WHAT IS BEING ASKED: Transcribe all records exactly.

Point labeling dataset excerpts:

:::::

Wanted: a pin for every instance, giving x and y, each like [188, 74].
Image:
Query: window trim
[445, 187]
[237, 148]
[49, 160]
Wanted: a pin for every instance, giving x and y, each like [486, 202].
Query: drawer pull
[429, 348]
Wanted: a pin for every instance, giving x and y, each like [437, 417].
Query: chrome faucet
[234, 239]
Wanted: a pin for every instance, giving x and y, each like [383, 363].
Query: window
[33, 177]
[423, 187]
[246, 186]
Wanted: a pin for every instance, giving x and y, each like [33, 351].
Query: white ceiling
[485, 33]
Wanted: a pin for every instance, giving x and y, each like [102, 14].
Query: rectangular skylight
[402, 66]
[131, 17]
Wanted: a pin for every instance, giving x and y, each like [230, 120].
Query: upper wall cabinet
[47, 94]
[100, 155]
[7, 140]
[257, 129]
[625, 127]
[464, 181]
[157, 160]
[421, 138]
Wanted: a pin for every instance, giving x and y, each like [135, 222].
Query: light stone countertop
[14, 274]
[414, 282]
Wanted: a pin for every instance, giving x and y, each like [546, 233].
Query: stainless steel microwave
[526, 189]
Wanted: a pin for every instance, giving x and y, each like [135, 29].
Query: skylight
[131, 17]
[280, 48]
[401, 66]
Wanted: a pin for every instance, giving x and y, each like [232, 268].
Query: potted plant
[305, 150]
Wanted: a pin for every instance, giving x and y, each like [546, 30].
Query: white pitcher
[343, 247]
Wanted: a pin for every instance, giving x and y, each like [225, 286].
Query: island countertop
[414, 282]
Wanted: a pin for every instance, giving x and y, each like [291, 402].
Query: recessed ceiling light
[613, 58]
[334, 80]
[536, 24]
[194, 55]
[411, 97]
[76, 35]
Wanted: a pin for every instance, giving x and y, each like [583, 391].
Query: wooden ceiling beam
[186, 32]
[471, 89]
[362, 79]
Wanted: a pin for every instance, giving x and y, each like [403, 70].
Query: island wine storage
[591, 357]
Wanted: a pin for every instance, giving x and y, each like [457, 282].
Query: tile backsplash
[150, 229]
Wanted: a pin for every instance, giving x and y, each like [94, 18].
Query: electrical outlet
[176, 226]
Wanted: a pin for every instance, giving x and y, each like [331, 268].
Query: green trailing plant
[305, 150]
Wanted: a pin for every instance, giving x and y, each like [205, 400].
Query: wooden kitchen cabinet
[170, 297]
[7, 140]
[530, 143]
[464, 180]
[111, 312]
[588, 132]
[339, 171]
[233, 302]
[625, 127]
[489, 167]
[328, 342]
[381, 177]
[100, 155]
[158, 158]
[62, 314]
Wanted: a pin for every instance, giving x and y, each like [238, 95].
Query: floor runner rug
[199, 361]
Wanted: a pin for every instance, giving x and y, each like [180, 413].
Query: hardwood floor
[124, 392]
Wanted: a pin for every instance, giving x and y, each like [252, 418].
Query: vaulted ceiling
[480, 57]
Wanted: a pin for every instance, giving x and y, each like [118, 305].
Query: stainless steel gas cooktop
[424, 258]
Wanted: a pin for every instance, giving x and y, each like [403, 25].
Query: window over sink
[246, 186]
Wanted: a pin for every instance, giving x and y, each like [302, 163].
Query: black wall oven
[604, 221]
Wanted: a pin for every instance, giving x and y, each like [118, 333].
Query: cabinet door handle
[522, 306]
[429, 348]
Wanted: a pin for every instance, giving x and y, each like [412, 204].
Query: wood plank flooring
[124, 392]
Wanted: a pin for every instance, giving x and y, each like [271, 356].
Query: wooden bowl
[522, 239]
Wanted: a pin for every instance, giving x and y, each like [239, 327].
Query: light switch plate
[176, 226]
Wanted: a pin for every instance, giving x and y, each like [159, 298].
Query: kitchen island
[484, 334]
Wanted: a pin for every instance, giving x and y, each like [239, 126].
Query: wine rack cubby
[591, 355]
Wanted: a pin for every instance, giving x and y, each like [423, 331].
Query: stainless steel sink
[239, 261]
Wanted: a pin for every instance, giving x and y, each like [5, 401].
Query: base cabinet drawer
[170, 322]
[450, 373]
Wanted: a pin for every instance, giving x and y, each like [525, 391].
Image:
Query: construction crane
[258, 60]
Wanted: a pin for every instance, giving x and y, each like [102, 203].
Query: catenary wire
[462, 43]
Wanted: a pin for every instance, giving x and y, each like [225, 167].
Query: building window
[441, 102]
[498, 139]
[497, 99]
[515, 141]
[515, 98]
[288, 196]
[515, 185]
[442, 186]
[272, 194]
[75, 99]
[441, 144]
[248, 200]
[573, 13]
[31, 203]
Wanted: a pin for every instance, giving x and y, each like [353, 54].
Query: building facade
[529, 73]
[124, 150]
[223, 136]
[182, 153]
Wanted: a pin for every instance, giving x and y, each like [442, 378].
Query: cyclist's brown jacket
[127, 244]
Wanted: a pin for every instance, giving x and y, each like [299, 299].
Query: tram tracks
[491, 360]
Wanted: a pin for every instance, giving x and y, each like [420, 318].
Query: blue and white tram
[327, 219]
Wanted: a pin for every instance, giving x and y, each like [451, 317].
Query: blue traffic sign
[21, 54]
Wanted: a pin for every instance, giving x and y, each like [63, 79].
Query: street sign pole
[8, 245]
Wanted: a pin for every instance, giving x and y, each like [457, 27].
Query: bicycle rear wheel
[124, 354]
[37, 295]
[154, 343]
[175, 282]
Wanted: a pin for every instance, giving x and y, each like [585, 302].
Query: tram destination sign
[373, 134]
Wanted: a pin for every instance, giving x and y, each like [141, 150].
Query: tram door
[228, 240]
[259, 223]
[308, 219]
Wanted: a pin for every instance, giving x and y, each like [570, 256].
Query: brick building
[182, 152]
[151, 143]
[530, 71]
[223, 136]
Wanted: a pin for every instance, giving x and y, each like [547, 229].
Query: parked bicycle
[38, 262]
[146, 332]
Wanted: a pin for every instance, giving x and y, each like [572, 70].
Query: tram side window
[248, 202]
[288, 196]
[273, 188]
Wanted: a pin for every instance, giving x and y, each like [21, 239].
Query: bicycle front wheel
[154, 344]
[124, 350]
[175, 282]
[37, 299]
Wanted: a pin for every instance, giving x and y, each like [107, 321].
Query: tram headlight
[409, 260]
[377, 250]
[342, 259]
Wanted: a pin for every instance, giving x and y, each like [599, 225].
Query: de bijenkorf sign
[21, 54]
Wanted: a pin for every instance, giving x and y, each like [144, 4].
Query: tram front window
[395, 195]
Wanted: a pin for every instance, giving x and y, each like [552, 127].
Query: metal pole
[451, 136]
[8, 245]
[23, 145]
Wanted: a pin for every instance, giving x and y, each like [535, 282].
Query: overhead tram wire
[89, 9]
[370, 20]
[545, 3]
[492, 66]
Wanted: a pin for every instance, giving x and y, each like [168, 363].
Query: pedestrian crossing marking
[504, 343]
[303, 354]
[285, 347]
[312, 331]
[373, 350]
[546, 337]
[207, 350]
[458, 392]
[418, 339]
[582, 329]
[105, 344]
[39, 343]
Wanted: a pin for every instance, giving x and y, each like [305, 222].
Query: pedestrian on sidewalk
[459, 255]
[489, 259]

:::::

COMPLETE RESPONSE:
Wanted: a pin for every instance, giving x and y, each like [188, 74].
Image:
Query: window trim
[445, 187]
[237, 148]
[49, 160]
Wanted: a pin for every instance, giving x and y, each like [486, 202].
Query: drawer pull
[429, 348]
Wanted: a pin for every instance, giving x and y, each like [437, 417].
Query: chrome faucet
[234, 239]
Wanted: a pin for every instance, giving x and y, each like [383, 363].
Query: window
[33, 177]
[423, 187]
[246, 186]
Wanted: a pin for every instance, giving x and y, each like [33, 351].
Query: white ceiling
[485, 33]
Wanted: a pin for every instance, giving x and y, each like [102, 14].
Query: rectangular skylight
[402, 66]
[131, 17]
Wanted: a pin for every instance, giving x and y, each like [230, 120].
Query: upper wall cabinet
[47, 94]
[100, 155]
[7, 140]
[257, 129]
[625, 127]
[464, 181]
[157, 160]
[421, 138]
Wanted: a pin for every instance, giving x and y, each like [135, 222].
Query: light stone countertop
[14, 274]
[414, 282]
Wanted: a pin for every instance, giving x and y, each like [546, 233].
Query: stainless steel microwave
[526, 189]
Wanted: a pin for every instance, giving x and y, each like [135, 29].
Query: skylight
[131, 17]
[280, 48]
[401, 66]
Wanted: a pin for every instance, giving x and y, each like [232, 268].
Query: potted plant
[305, 150]
Wanted: a pin for every instance, giving x and y, each like [546, 30].
Query: white pitcher
[343, 247]
Wanted: a pin for every instance, giving x and y, each like [225, 286].
Query: island countertop
[414, 282]
Wanted: a pin for every instance, giving x and y, each like [291, 402].
Query: recessed ceiling light
[613, 58]
[334, 80]
[536, 24]
[194, 55]
[411, 97]
[76, 35]
Wanted: a pin for every instance, giving x and y, each like [583, 391].
Query: wooden ceiling beam
[186, 32]
[471, 89]
[362, 79]
Wanted: a pin for every instance, giving x and y, each like [403, 70].
Query: island wine storage
[591, 357]
Wanted: a pin for every instance, giving x and y, each like [457, 282].
Query: tile backsplash
[150, 229]
Wanted: a pin for every instance, giving x and y, each like [94, 18].
Query: electrical outlet
[176, 226]
Wanted: a pin for every instance, giving x and y, each like [331, 268].
Query: green trailing plant
[305, 150]
Wanted: a pin for every instance, giving x and y, each like [205, 400].
Query: wooden kitchen cabinet
[170, 297]
[7, 140]
[530, 143]
[464, 180]
[111, 312]
[588, 132]
[339, 171]
[233, 302]
[625, 127]
[489, 167]
[328, 342]
[381, 177]
[100, 155]
[158, 158]
[62, 314]
Wanted: a pin for every instance, giving x and y, each like [238, 95].
Query: floor runner rug
[199, 361]
Wanted: a pin for every instance, giving x and y, each like [180, 413].
Query: hardwood floor
[124, 392]
Wanted: a pin for every instance, giving x and y, each like [252, 418].
Query: vaulted ceiling
[480, 57]
Wanted: a pin for every instance, giving x and y, each like [118, 305].
Query: stainless steel gas cooktop
[424, 258]
Wanted: a pin for every instance, giving x and y, each like [403, 25].
Query: window over sink
[246, 186]
Wanted: a pin for every instance, giving x and y, each like [302, 163].
Query: black wall oven
[604, 221]
Wanted: a pin for every instance, giving x and y, each like [118, 333].
Query: cabinet door handle
[522, 306]
[429, 348]
Wanted: a pin for every instance, giving x and y, each like [412, 204].
Query: wood plank flooring
[124, 392]
Wanted: a pin for every instance, giving x and y, each like [271, 356].
Query: wooden bowl
[522, 239]
Wanted: a pin for every instance, giving x and y, each like [239, 327].
Query: light switch plate
[176, 226]
Wanted: a pin for every instance, giving x and y, each like [159, 298].
Query: kitchen island
[484, 334]
Wanted: a pin for every instance, giving x and y, each like [239, 126].
Query: wine rack cubby
[591, 355]
Wanted: a pin for every instance, giving x and y, each like [423, 331].
Query: stainless steel sink
[239, 261]
Wanted: a pin for every instance, giving x and y, each like [5, 401].
Query: base cabinet drawer
[170, 322]
[450, 373]
Wanted: a pin for every instance, giving x and y, each like [525, 391].
Image:
Query: construction crane
[258, 60]
Wanted: a pin for every instance, giving x and y, each like [102, 203].
Query: catenary wire
[462, 43]
Wanted: a pin for every instance, giving x and y, each like [225, 167].
Query: building window
[441, 102]
[498, 139]
[497, 99]
[515, 141]
[515, 98]
[288, 196]
[515, 185]
[442, 186]
[272, 194]
[75, 99]
[441, 144]
[248, 200]
[573, 13]
[31, 203]
Wanted: a pin for every instance, giving x and y, each like [353, 54].
Query: building facade
[529, 73]
[124, 150]
[223, 136]
[182, 153]
Wanted: a pin for every instance, giving x and y, each like [442, 378].
Query: cyclist's brown jacket
[127, 244]
Wanted: a pin for every instance, giving x and y, each like [299, 299].
Query: tram tracks
[491, 360]
Wanted: a pin for every instance, giving x and y, each like [420, 318].
Query: blue and white tram
[327, 219]
Wanted: a pin for every instance, giving x and y, each like [451, 317].
Query: blue traffic sign
[21, 54]
Wanted: a pin for every instance, giving x and y, each like [63, 79].
Query: street sign pole
[8, 245]
Wanted: a pin for every instance, giving x and y, each like [457, 27].
Query: bicycle rear wheel
[124, 354]
[37, 295]
[154, 343]
[175, 282]
Wanted: a pin for every instance, giving x and y, each like [585, 302].
Query: tram destination sign
[373, 134]
Wanted: a pin for every instance, giving x and y, each like [141, 150].
Query: tram door
[228, 240]
[259, 223]
[308, 219]
Wanted: a pin for every instance, giving x and y, each like [570, 256].
Query: brick building
[182, 152]
[151, 143]
[530, 71]
[223, 136]
Wanted: a pin for every instance, giving x and y, each like [547, 229].
Query: parked bicycle
[38, 262]
[146, 332]
Wanted: a pin for every instance, giving x and y, each like [572, 70].
Query: tram side window
[248, 202]
[288, 196]
[273, 188]
Wanted: a pin for every instance, giving x and y, each like [21, 239].
Query: bicycle front wheel
[154, 344]
[124, 350]
[175, 282]
[37, 299]
Wanted: a pin for every instance, giving x and y, each like [107, 321].
Query: tram headlight
[409, 260]
[377, 250]
[342, 259]
Wanted: a pin for every instance, giving x and y, each like [599, 225].
Query: de bijenkorf sign
[21, 54]
Wanted: a pin for every instance, giving x and y, each like [144, 4].
Query: tram front window
[395, 195]
Wanted: a pin for every instance, giving x and y, each like [552, 127].
Query: metal pole
[451, 136]
[8, 245]
[23, 145]
Wanted: a pin for every instance, giving x and y, each like [535, 282].
Query: overhead tram wire
[89, 9]
[370, 20]
[545, 3]
[492, 66]
Wanted: a pin for every instance, giving x and y, each like [168, 363].
Query: pedestrian crossing marking
[504, 343]
[303, 354]
[285, 347]
[312, 331]
[373, 350]
[546, 337]
[207, 350]
[458, 392]
[418, 339]
[582, 329]
[105, 344]
[39, 343]
Wanted: a pin for every instance, giving x and y, each like [305, 222].
Query: pedestrian on sidewalk
[459, 255]
[489, 259]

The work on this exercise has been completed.